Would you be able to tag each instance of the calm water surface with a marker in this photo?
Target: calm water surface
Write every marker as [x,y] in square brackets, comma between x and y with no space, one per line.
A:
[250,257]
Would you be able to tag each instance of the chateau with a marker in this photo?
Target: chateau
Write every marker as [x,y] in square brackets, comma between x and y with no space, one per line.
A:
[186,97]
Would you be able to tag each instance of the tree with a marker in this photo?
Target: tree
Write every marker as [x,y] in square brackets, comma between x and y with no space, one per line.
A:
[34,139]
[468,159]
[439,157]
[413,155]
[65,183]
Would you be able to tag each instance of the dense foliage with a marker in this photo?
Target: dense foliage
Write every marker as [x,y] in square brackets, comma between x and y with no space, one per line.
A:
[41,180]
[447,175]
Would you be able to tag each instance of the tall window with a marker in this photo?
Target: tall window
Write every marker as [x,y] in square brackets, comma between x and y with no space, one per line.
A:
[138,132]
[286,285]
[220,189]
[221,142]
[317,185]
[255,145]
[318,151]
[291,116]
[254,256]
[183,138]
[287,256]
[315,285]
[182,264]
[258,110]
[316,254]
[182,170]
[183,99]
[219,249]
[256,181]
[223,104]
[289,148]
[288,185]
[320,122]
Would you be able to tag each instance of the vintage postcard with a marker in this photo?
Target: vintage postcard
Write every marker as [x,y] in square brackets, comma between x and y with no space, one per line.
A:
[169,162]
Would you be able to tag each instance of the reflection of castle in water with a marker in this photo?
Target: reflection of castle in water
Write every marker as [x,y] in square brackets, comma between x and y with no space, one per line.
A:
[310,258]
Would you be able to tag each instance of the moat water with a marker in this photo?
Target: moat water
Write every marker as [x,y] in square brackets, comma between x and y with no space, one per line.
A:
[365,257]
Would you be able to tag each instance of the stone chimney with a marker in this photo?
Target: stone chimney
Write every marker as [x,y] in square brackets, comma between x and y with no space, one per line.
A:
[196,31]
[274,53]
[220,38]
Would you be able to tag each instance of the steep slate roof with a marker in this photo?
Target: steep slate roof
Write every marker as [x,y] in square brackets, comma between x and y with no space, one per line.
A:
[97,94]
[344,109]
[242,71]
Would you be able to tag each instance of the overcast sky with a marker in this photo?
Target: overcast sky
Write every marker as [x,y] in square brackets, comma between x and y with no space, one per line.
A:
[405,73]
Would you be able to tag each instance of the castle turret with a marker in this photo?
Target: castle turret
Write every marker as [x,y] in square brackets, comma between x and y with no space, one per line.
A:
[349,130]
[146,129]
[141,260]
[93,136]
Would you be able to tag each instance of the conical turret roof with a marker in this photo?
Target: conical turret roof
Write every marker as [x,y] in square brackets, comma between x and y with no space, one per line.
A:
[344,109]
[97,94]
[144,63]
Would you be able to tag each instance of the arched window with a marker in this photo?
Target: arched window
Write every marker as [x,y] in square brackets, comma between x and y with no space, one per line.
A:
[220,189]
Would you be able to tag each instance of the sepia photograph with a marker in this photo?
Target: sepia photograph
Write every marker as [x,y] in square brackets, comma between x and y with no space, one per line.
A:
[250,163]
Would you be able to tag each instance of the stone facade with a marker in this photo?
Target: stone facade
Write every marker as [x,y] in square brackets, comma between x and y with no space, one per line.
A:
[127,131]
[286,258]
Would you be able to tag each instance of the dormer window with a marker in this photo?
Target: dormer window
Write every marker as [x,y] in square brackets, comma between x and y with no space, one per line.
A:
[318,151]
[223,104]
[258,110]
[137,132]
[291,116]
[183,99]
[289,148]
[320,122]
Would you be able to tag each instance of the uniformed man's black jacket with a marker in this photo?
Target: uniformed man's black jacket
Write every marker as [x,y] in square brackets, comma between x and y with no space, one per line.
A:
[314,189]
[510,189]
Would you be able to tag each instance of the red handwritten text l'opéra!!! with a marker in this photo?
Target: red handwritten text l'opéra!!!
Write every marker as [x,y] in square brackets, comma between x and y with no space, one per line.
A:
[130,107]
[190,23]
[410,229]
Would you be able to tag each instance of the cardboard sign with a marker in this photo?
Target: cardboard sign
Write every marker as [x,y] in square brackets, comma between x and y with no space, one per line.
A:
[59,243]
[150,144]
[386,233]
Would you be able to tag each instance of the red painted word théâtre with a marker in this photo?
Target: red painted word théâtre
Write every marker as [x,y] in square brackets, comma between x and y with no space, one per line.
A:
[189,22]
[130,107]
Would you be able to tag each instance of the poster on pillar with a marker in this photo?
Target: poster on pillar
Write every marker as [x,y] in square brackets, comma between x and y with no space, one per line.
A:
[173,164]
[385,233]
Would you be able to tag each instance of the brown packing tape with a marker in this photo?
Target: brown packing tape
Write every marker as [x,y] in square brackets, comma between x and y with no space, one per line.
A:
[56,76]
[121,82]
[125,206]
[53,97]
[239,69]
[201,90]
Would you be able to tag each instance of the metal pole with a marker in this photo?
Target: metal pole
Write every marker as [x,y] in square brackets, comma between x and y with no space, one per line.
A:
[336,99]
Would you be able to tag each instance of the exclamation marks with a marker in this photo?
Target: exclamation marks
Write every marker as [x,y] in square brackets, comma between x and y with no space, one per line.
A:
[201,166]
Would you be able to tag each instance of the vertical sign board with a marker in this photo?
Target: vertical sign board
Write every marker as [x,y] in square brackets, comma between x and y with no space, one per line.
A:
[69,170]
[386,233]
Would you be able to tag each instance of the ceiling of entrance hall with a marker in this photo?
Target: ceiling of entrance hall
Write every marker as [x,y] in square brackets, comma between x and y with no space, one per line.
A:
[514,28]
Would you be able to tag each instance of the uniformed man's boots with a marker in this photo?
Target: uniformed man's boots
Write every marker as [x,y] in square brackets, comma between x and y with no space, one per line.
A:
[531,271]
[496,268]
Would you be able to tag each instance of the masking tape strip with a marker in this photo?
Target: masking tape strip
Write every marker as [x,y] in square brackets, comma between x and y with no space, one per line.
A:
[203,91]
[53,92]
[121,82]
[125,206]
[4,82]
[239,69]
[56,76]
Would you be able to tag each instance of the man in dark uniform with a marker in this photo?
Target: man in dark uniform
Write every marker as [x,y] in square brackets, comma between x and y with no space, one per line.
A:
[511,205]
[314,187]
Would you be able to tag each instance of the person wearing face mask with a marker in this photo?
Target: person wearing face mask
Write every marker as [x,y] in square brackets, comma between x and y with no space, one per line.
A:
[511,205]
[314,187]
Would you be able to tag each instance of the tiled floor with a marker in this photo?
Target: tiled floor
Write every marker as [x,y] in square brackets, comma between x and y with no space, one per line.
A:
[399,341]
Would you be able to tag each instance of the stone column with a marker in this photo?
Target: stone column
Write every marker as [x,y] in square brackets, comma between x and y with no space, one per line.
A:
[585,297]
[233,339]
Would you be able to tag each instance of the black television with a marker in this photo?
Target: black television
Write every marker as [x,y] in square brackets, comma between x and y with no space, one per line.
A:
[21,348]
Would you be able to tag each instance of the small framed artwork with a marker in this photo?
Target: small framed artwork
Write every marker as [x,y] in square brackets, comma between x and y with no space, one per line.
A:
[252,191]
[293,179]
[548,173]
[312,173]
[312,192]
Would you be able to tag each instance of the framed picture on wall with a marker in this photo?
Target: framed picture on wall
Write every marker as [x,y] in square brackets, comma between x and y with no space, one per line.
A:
#####
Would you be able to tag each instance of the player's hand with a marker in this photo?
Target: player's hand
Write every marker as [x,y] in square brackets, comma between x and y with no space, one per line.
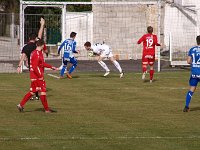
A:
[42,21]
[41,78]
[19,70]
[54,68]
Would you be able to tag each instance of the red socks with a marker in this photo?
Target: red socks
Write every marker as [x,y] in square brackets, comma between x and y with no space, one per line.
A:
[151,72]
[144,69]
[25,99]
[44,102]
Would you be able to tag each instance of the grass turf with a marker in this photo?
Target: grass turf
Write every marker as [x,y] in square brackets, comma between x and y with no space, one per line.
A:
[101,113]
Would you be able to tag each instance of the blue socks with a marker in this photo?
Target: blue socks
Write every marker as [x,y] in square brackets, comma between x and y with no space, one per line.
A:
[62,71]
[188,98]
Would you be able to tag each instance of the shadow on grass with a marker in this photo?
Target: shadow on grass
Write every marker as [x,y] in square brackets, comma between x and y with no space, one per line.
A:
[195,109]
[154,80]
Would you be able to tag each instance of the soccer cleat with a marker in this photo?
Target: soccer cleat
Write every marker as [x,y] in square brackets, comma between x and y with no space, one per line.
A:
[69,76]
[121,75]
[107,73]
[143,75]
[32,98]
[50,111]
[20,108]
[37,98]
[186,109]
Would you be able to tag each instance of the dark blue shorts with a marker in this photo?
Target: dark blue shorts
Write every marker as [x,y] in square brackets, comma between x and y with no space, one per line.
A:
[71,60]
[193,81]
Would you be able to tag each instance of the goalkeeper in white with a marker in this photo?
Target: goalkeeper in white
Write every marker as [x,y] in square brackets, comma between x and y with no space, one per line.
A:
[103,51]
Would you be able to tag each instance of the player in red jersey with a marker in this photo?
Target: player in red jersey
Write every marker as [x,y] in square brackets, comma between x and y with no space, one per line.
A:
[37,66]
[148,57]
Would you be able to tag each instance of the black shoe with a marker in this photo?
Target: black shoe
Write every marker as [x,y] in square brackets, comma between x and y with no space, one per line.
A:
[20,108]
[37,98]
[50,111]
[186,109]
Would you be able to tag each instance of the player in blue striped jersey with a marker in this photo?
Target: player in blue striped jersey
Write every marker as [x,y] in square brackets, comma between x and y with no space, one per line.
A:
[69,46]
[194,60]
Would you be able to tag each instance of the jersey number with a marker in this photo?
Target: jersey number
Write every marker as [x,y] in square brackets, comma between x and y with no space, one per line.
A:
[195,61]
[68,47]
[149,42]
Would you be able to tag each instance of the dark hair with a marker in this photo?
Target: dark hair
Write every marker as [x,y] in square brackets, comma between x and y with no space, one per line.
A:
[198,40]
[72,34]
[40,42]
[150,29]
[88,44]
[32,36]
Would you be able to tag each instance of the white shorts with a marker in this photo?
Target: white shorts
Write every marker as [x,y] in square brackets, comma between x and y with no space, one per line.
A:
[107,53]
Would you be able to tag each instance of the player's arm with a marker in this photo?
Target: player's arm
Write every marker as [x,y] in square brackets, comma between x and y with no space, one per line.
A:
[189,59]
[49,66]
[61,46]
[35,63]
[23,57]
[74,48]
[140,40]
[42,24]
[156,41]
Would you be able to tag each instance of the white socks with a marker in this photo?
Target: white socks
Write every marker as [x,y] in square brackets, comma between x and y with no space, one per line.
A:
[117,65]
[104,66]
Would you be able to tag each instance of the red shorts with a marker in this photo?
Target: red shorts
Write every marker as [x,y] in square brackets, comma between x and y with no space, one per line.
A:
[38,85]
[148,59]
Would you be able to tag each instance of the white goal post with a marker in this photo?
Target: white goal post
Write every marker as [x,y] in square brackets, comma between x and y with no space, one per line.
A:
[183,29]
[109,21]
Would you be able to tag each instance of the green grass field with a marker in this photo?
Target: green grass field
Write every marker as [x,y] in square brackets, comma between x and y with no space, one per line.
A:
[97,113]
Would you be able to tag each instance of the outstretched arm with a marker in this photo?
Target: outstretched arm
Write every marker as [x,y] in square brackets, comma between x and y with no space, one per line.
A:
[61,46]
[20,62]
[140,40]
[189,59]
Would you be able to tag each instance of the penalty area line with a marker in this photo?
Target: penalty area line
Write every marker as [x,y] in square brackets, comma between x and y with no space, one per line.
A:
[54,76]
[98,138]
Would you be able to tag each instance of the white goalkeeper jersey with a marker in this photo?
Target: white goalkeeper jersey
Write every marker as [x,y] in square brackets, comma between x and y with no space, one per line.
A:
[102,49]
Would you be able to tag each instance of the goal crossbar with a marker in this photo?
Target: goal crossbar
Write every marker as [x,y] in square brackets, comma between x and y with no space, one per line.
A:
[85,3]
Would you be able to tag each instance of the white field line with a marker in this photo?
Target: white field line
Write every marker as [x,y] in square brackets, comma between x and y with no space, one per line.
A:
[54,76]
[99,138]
#####
Locate every line in the records above that contains the word "water" and copy each one.

Would you be able to tag each instance of the calm water surface with a marker in this photo?
Target: calm water surface
Would you be able to tag each instance of the reflection of castle in water with a marker in this photo?
Target: reflection of castle in water
Would you be able to tag each instance of the moat water with a marker in this photo?
Target: moat water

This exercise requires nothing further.